Aux termes de l’article 2, point 2, de la décision-cadre 2009/299:

«À l’article 5 [de la décision-cadre 2002/584], le paragraphe 1 est supprimé.»

14.

En remplacement de cette disposition supprimée, l’article 2, point 1, de la décision-cadre 2009/299 introduit un article 4 bis dans la décision-cadre 2002/584.

15.

Comme l’indique l’article 1er, paragraphe 1, de la décision-cadre 2009/299, celle-ci a pour objectifs «de renforcer les droits procéduraux des personnes faisant l’objet d’une procédure pénale, tout en facilitant la coopération judiciaire en matière pénale et en particulier en améliorant la reconnaissance mutuelle des décisions judiciaires entre les États membres».

16.
= = = =
■ **PROBLÈMES À RÉSOUDRE**:
#1 Transcris en CSV à deux colonnes, « consigne » et « reponse », la liste depuis son début jusqu'à la ligne contenant "[(739, 219)]" incluse, avec une ligne par demande, chaque champ entre guillemets et les retours à la ligne remplacés par des espaces. Laisse les images de côté.
#2 Poursuis le texte sur la décision-cadre 2009/299 à partir de l'endroit où il s'arrête.
La liste qui suit n'a aucun rapport avec le texte sur la décision-cadre 2009/299.

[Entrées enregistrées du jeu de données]
= = = =
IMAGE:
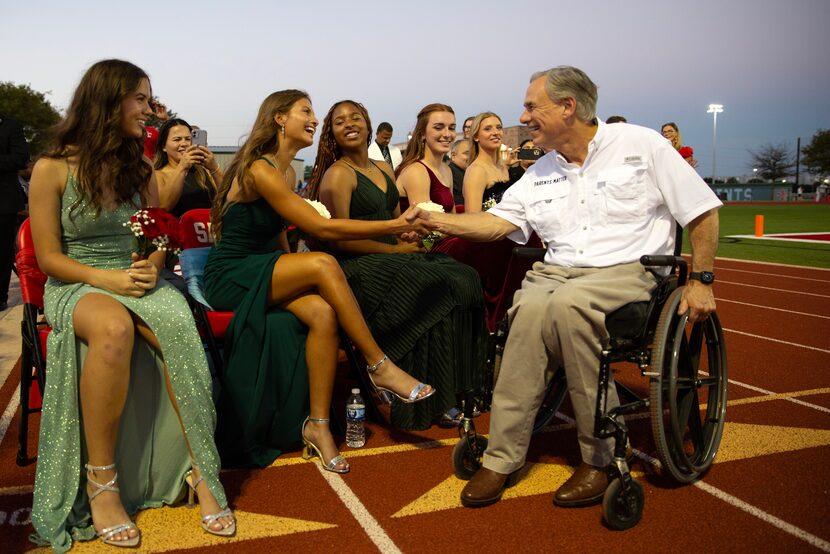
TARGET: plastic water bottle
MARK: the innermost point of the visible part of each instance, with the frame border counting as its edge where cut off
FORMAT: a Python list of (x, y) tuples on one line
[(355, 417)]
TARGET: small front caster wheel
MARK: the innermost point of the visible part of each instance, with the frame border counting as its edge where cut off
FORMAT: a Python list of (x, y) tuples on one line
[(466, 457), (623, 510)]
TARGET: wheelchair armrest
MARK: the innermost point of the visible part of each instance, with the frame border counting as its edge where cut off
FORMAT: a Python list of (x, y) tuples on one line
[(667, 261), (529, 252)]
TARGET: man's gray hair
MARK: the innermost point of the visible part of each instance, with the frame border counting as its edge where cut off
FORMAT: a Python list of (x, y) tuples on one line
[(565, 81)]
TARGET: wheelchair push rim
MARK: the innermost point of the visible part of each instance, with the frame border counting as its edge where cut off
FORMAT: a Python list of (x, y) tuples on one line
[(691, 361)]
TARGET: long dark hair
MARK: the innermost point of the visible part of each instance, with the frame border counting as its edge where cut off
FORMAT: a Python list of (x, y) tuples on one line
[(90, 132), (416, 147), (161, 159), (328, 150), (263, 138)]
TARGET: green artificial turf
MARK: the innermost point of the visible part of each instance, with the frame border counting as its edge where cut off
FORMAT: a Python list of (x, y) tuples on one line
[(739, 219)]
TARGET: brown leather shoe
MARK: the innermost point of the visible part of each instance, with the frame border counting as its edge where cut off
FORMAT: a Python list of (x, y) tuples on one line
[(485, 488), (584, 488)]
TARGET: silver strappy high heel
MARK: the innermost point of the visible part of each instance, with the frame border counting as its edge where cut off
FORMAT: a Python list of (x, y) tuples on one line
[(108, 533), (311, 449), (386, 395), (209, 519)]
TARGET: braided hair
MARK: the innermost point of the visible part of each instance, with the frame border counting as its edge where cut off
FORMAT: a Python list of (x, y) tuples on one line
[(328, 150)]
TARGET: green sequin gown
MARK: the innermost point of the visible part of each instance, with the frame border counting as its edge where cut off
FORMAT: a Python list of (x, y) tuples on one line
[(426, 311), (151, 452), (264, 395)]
= = = =
■ **RÉPONSES PAR TÂCHE**:
#1
consigne,reponse
"IMAGE: TARGET: plastic water bottle MARK: the innermost point of the visible part of each instance, with the frame border counting as its edge where cut off FORMAT: a Python list of (x, y) tuples on one line","[(355, 417)]"
"TARGET: small front caster wheel MARK: the innermost point of the visible part of each instance, with the frame border counting as its edge where cut off FORMAT: a Python list of (x, y) tuples on one line","[(466, 457), (623, 510)]"
"TARGET: wheelchair armrest MARK: the innermost point of the visible part of each instance, with the frame border counting as its edge where cut off FORMAT: a Python list of (x, y) tuples on one line","[(667, 261), (529, 252)]"
"TARGET: man's gray hair MARK: the innermost point of the visible part of each instance, with the frame border counting as its edge where cut off FORMAT: a Python list of (x, y) tuples on one line","[(565, 81)]"
"TARGET: wheelchair push rim MARK: the innermost point of the visible part of each instance, with the frame border counting as its edge where cut off FORMAT: a Python list of (x, y) tuples on one line","[(691, 361)]"
"TARGET: long dark hair MARK: the innermost point of the visible part of each instance, with the frame border counting as its edge where cut off FORMAT: a Python list of (x, y) tuples on one line","[(90, 132), (416, 147), (161, 159), (328, 150), (263, 138)]"
"TARGET: green artificial turf MARK: the innermost point of the visible part of each instance, with the frame border counting as its edge where cut off FORMAT: a Python list of (x, y) tuples on one line","[(739, 219)]"

#2
L’article 1er, paragraphe 2, de la décision-cadre 2009/299 dispose, en outre, que «[l]a présente décision-cadre n’a pas pour effet de modifier l’obligation de respecter les droits fondamentaux et les principes juridiques fondamentaux tels qu’ils sont consacrés par l’article 6 du traité, y compris le droit de la défense des personnes faisant l’objet d’une procédure pénale, ni celle de les faire respecter par les autorités judiciaires des États membres».

17.

L’article 4 bis de la décision-cadre est rédigé comme suit:

«1. L’autorité judiciaire d’exécution peut également refuser d’exécuter le mandat d’arrêt européen délivré aux fins d’exécution d’une peine ou d’une mesure de sûreté privatives de liberté, si l’intéressé n’a pas comparu en personne au procès qui a mené à la décision, sauf si le mandat d’arrêt européen indique que l’intéressé, conformément aux autres exigences procédurales définies dans la législation nationale de l’État membre d’émission:

a)

en temps utile,

i)

soit a été cité à personne et a ainsi été informé de la date et du lieu fixés pour le procès qui a mené à la décision, soit a été informé officiellement et effectivement par d’autres moyens de la date et du lieu fixés pour ce procès, de telle sorte qu’il a été établi de manière non équivoque qu’il a eu connaissance du procès prévu;

et

ii)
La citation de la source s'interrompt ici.